_YOUR GOAL_
Using the listing below, work out how many lines contain the word "optional", and respond with that number alone.

_MATERIAL SHOWN_
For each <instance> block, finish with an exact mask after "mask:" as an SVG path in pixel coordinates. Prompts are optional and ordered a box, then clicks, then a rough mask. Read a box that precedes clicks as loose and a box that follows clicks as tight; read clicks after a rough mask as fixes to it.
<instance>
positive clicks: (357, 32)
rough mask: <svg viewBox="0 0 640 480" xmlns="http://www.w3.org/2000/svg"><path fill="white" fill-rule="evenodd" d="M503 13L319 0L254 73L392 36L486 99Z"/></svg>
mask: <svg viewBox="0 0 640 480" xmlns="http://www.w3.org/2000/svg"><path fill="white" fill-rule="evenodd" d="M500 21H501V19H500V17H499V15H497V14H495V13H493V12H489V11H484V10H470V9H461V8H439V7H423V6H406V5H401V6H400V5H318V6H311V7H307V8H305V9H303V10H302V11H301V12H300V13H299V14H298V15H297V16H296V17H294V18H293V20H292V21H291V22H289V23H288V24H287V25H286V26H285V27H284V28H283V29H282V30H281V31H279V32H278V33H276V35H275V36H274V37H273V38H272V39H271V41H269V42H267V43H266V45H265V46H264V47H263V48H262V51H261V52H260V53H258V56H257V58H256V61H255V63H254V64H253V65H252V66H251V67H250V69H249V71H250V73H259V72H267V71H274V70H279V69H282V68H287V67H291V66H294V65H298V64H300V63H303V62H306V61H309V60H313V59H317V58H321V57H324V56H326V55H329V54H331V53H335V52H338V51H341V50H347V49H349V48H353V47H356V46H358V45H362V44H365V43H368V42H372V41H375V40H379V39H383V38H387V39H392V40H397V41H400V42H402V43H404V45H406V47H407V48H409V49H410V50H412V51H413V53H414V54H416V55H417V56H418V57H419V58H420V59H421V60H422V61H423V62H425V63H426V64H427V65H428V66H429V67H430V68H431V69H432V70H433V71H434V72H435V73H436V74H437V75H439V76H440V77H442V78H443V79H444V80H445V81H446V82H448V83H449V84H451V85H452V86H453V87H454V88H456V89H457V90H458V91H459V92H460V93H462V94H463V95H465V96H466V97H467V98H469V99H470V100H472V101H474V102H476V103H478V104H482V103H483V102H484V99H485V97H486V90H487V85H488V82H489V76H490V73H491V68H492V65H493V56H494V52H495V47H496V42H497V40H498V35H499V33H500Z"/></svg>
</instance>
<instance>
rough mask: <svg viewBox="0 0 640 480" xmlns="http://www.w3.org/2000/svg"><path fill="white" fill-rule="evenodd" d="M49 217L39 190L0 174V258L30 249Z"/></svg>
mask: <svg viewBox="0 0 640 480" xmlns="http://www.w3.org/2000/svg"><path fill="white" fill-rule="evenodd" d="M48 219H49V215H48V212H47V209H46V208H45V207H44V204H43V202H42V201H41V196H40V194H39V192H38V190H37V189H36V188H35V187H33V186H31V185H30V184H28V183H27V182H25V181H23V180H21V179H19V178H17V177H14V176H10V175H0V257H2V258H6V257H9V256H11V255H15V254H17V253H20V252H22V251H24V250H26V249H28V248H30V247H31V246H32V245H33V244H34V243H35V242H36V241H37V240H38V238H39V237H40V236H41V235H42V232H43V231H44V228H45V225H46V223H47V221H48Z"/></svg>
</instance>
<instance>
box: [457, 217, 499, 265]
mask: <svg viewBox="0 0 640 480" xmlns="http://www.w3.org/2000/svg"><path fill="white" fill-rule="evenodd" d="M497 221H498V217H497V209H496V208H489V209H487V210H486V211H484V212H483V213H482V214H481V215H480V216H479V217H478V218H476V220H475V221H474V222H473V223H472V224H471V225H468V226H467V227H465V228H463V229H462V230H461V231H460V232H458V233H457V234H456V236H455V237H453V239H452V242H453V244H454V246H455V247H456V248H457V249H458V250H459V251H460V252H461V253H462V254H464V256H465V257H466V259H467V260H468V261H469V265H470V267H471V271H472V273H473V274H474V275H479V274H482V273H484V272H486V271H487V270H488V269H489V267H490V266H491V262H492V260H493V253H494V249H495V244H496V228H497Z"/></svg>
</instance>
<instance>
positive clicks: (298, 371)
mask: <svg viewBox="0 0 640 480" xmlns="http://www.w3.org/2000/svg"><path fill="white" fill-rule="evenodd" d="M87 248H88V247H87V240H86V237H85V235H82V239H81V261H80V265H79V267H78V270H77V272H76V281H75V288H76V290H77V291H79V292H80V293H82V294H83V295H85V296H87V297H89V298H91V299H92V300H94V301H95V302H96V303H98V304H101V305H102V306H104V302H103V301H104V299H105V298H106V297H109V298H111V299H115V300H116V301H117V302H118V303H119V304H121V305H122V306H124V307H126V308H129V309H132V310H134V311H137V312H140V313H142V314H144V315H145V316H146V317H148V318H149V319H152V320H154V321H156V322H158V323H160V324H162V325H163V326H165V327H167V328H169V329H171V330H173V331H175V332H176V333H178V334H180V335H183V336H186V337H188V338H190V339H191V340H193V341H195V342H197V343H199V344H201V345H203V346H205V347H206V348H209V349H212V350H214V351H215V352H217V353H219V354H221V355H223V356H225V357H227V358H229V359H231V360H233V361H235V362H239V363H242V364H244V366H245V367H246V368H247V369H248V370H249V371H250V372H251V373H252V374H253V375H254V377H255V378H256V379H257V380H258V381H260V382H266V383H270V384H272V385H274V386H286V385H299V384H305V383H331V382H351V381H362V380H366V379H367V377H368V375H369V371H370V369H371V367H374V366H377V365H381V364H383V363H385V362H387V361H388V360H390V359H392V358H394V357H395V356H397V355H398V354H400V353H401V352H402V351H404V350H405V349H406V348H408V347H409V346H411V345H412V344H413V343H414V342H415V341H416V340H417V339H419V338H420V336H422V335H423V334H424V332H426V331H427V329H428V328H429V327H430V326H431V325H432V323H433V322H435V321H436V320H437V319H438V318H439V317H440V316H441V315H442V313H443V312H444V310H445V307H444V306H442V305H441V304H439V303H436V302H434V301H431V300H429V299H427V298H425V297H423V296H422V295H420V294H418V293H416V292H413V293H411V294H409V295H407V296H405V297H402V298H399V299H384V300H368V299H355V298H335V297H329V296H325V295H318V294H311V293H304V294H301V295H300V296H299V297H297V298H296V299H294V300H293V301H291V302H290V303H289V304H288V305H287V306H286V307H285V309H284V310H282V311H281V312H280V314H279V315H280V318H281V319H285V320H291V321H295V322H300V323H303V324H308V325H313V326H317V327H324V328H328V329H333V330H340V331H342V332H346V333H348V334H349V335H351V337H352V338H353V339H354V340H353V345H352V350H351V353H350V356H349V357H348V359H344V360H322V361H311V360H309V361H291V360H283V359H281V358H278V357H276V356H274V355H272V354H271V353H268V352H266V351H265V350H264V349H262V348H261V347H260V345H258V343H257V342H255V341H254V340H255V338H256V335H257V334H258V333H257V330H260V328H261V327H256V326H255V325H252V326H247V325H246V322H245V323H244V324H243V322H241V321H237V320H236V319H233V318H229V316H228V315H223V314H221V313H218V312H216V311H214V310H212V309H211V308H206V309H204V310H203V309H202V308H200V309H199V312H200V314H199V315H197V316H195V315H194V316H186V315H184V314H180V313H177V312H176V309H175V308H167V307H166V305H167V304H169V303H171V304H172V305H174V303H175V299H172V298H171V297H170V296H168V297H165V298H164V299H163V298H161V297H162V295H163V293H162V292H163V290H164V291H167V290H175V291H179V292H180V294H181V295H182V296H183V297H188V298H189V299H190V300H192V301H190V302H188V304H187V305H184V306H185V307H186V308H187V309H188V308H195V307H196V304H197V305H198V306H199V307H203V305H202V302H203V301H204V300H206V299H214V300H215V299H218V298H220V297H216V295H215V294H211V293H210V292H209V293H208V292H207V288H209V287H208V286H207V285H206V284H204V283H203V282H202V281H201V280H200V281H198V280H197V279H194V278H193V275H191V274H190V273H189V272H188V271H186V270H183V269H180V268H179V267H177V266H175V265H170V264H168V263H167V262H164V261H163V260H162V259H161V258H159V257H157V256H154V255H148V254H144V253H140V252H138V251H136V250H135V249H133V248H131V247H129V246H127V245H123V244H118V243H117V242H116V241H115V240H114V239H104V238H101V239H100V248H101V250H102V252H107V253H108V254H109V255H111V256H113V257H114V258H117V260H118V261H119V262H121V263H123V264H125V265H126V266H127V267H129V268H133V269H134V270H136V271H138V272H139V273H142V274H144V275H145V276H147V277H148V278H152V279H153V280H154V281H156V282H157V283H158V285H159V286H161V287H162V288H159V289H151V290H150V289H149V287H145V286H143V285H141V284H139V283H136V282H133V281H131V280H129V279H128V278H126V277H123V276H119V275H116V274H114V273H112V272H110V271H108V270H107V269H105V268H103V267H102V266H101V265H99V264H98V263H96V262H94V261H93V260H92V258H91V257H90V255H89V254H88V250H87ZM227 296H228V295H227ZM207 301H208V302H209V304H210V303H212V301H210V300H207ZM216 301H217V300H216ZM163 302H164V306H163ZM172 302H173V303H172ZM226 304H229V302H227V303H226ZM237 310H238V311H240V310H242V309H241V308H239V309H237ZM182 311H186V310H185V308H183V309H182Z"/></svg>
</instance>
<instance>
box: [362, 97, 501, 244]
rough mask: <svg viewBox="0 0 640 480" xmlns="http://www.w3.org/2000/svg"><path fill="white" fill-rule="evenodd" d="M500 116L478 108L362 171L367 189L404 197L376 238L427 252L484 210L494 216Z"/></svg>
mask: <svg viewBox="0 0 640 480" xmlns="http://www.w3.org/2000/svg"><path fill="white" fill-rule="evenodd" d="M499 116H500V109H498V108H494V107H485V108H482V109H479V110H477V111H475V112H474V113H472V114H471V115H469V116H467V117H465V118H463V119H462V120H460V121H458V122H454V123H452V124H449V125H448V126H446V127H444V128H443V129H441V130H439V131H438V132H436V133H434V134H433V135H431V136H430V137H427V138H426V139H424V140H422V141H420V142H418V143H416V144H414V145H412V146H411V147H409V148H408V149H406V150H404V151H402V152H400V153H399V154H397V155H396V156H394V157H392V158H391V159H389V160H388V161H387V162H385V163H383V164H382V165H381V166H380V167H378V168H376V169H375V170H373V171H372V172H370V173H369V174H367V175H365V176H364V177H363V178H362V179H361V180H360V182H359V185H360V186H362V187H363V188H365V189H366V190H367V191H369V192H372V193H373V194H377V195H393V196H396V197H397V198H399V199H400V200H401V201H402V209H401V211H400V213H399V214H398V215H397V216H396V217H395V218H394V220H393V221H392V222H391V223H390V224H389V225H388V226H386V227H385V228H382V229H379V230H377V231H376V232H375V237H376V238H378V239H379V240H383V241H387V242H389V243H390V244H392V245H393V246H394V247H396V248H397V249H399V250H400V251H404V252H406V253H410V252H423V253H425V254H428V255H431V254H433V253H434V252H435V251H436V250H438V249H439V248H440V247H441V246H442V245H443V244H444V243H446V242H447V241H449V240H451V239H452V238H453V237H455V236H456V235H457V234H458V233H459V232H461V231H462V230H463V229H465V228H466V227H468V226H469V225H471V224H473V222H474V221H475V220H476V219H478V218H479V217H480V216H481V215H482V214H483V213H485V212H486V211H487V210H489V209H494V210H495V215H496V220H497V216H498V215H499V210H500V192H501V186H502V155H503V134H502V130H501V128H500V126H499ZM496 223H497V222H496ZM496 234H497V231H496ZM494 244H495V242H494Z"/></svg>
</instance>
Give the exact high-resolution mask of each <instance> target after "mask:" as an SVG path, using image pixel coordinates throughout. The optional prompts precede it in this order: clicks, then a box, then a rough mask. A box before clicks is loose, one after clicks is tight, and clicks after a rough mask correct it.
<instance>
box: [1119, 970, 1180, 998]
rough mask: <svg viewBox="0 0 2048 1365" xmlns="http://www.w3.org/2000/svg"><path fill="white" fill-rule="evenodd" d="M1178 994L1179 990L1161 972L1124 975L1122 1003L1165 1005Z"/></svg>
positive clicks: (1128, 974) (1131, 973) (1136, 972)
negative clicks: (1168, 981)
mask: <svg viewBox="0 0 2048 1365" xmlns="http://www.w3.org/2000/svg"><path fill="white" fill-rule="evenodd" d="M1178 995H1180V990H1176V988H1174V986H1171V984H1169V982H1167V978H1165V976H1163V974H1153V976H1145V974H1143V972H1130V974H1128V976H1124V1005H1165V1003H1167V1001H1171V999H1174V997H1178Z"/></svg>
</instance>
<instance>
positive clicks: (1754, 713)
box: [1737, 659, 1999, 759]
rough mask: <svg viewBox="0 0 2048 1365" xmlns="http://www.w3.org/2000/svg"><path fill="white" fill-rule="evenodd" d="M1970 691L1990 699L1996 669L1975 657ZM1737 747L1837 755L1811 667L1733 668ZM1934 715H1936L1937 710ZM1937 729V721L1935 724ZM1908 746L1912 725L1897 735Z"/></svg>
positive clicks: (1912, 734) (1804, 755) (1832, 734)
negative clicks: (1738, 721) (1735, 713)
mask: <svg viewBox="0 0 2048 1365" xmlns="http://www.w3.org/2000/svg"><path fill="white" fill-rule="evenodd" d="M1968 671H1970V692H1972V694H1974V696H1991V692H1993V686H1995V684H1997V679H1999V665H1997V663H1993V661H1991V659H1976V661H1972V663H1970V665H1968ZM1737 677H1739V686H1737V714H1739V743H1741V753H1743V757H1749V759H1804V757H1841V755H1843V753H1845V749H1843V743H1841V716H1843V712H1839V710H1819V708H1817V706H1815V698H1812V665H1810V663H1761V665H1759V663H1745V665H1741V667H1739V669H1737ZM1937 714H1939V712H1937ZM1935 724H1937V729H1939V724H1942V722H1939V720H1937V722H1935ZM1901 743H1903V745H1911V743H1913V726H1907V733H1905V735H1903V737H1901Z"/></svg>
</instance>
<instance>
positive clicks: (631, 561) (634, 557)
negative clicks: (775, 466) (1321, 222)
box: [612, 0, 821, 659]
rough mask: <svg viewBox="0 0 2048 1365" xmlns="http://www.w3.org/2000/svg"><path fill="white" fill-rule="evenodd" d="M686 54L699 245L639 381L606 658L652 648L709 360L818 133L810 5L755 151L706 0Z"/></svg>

_RESULT OF THE EXERCISE_
2